Task goal: Extract every line of the rows below that contains the word "brown", treating uppercase and lowercase letters as distinct.

───

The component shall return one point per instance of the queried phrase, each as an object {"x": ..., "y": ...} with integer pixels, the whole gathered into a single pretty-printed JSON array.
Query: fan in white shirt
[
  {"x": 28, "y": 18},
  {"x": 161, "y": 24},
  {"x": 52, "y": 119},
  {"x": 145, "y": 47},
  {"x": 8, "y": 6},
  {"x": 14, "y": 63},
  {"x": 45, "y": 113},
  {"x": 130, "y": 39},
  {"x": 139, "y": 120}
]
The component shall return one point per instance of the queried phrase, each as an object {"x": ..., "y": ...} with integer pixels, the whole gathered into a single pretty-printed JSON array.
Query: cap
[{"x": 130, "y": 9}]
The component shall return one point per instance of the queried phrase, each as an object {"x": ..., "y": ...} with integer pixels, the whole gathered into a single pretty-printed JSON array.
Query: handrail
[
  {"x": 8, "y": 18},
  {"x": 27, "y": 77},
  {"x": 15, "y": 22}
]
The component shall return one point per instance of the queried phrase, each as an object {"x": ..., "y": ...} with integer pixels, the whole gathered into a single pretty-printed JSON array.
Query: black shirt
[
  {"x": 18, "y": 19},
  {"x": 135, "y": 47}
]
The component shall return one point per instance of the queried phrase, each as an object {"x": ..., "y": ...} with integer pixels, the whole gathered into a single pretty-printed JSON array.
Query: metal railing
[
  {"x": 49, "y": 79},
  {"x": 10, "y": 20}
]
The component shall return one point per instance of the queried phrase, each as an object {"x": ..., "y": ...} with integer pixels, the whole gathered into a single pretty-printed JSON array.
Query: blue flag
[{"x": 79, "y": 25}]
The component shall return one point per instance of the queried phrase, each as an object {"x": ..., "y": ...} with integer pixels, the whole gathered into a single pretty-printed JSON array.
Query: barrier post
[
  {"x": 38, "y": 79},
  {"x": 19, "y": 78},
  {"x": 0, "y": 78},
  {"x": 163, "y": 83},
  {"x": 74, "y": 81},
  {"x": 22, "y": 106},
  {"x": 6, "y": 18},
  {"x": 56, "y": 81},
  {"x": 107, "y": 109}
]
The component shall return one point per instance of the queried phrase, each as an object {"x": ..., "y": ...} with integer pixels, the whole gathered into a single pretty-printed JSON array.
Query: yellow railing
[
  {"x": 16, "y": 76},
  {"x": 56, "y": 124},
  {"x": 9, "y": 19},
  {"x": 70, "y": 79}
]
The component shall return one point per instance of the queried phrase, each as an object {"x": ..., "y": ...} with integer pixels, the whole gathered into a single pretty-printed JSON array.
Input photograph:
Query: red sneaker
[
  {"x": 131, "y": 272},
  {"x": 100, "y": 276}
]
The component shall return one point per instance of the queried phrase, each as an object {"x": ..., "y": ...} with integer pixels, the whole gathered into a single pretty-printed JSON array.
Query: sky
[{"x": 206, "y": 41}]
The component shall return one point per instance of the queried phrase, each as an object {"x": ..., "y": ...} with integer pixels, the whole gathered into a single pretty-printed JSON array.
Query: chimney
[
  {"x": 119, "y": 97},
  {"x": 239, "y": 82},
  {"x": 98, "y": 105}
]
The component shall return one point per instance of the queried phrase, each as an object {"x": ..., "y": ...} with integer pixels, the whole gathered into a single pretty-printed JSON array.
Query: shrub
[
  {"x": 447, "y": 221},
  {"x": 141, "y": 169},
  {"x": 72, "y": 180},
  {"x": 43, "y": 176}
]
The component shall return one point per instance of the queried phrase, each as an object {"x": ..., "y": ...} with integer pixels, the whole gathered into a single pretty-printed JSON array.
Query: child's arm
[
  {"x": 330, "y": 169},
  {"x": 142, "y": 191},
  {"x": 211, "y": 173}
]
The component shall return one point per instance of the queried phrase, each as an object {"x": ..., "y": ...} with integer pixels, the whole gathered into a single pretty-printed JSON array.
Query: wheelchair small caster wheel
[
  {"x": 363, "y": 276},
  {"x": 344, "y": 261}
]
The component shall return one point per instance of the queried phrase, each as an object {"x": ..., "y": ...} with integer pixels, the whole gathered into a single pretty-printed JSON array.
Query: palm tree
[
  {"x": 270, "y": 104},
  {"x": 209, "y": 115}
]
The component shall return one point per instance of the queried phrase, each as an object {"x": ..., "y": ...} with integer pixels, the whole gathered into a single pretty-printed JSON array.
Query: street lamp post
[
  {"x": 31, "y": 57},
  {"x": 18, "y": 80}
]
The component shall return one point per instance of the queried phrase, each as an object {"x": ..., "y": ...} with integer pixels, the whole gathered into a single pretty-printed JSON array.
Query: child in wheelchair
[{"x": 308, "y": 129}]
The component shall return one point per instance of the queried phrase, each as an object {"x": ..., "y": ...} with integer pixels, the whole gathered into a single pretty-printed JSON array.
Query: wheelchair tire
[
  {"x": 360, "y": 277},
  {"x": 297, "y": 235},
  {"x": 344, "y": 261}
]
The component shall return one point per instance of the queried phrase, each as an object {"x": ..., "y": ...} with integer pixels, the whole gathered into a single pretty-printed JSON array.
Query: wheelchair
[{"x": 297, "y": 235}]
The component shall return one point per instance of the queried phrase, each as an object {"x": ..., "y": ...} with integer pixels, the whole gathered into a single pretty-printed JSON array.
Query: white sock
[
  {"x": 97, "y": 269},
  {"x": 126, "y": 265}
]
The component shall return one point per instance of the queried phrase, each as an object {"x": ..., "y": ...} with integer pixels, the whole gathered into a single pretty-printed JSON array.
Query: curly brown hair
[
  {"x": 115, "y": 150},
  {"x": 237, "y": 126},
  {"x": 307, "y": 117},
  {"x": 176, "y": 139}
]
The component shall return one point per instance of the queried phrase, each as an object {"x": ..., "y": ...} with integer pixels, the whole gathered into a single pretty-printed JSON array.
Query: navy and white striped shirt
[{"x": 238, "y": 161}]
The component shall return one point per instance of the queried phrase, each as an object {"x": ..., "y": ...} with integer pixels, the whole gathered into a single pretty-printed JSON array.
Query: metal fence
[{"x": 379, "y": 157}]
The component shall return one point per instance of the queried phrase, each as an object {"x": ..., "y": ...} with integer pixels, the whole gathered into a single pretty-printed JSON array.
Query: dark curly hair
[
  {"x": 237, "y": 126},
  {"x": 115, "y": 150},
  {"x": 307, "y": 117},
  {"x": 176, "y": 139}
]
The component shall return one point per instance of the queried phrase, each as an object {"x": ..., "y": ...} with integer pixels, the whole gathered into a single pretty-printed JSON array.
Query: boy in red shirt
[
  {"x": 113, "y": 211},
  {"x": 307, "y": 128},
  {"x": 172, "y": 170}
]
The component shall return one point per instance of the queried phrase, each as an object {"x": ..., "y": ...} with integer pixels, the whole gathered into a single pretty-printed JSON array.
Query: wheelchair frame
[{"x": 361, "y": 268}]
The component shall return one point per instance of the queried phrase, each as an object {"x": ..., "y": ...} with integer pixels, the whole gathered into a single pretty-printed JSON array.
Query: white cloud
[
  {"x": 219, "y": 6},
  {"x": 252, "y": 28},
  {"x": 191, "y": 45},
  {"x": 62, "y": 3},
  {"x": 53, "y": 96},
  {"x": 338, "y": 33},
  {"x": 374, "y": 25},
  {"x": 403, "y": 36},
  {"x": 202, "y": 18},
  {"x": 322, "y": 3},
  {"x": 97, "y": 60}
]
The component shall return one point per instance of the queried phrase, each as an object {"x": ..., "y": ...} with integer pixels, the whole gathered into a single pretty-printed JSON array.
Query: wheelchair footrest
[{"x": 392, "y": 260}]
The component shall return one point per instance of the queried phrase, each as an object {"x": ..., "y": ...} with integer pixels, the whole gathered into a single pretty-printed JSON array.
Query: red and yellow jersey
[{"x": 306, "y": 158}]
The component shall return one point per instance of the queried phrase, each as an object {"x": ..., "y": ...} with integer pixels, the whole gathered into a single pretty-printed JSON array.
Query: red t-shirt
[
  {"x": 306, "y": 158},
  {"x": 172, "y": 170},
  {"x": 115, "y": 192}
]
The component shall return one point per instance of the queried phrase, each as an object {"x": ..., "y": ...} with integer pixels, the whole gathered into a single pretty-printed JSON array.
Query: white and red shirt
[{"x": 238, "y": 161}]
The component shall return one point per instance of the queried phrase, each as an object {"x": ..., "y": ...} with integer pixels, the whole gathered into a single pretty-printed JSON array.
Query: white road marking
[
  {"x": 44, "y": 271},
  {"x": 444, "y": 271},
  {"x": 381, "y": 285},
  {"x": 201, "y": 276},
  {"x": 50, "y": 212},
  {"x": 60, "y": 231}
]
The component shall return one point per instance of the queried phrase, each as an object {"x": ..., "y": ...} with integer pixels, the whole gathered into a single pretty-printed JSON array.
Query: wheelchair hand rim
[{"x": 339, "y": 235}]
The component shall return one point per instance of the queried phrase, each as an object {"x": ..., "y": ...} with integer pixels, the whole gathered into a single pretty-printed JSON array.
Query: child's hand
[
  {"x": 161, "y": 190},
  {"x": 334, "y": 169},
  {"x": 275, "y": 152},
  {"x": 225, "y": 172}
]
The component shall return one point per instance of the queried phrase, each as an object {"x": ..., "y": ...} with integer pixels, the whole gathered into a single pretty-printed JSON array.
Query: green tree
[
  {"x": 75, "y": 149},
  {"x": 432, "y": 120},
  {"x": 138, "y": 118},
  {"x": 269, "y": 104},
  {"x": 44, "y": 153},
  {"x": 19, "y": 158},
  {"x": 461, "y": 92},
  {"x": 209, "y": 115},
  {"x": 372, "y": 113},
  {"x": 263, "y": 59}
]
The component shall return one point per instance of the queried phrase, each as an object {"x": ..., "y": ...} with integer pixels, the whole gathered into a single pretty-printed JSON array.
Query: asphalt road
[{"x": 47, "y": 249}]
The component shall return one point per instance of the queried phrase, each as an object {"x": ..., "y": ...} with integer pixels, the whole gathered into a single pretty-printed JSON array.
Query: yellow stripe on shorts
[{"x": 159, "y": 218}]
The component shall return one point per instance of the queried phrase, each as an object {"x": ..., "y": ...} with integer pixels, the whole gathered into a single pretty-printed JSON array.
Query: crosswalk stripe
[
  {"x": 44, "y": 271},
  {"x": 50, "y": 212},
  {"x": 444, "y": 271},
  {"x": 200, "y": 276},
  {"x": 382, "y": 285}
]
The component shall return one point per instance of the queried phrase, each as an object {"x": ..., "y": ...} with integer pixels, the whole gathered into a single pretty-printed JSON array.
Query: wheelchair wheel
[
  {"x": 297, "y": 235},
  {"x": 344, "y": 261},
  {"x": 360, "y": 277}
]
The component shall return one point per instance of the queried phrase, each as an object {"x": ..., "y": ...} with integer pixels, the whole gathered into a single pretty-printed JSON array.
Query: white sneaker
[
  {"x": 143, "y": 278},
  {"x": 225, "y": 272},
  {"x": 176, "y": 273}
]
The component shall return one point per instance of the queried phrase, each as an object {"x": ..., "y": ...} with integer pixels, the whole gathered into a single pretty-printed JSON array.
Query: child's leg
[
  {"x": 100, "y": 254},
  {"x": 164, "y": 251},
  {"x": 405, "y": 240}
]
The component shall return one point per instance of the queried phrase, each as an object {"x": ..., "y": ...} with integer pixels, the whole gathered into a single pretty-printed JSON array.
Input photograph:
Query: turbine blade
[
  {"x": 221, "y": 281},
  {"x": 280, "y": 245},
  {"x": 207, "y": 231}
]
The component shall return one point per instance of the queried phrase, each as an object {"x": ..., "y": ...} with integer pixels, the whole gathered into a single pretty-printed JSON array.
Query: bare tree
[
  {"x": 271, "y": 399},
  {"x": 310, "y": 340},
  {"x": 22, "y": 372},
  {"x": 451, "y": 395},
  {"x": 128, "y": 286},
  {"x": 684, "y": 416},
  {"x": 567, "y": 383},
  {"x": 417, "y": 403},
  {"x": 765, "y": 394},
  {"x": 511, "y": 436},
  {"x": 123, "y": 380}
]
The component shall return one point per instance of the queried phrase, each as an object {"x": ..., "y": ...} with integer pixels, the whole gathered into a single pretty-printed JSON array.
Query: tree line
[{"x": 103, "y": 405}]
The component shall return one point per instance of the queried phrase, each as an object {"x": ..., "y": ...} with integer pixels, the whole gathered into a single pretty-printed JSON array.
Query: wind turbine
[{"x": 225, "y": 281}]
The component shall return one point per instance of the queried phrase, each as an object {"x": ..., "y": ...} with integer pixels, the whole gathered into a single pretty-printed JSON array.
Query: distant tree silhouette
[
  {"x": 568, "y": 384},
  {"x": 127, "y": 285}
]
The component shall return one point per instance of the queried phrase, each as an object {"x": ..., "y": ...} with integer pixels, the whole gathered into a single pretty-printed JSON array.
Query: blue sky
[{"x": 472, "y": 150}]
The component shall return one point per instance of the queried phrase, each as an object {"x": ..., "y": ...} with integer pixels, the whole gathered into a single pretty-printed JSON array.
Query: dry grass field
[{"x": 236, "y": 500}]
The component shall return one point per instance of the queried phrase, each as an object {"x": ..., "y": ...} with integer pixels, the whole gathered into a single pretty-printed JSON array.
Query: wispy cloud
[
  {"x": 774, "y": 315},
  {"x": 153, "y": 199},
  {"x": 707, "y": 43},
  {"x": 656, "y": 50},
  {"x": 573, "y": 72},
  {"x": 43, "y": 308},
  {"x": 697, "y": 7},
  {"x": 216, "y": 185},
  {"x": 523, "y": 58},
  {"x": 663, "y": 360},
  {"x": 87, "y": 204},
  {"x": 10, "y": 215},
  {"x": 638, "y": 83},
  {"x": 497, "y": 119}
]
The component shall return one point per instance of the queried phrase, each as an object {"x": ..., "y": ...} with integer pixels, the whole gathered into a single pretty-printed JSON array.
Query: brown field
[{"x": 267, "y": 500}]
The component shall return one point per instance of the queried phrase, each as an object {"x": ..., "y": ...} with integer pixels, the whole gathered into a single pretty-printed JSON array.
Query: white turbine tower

───

Exercise response:
Query: curly brown hair
Query: brown field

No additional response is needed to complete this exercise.